Exercise aim:
Count the lines below that contain the string "underwater", matching case exactly, and reply with the number alone.

Supplied entries:
* * *

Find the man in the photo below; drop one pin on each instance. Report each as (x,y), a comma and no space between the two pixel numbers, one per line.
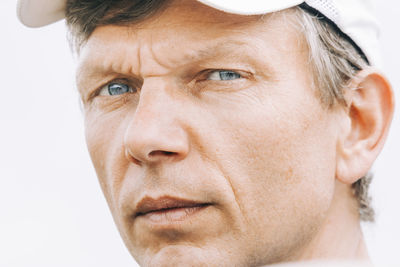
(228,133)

* * *

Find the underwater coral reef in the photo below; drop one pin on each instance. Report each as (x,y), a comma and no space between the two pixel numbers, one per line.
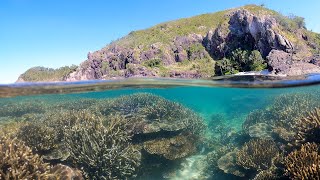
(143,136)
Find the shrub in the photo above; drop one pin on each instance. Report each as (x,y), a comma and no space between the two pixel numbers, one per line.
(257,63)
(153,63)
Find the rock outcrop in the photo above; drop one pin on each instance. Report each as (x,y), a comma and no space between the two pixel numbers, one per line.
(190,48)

* * *

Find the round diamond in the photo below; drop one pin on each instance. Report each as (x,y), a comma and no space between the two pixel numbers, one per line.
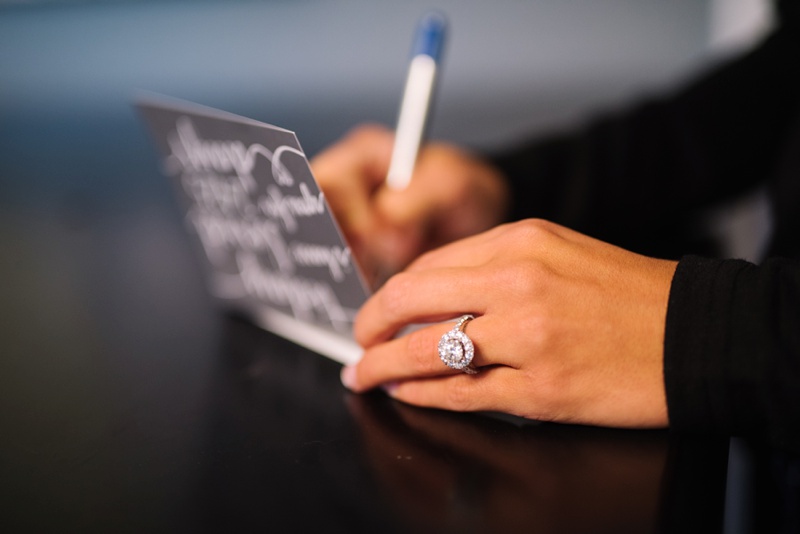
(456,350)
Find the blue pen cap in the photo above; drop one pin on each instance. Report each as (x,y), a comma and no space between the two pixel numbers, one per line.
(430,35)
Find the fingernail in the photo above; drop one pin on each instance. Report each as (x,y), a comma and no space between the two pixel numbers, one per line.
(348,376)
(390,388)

* * *

Exercise result:
1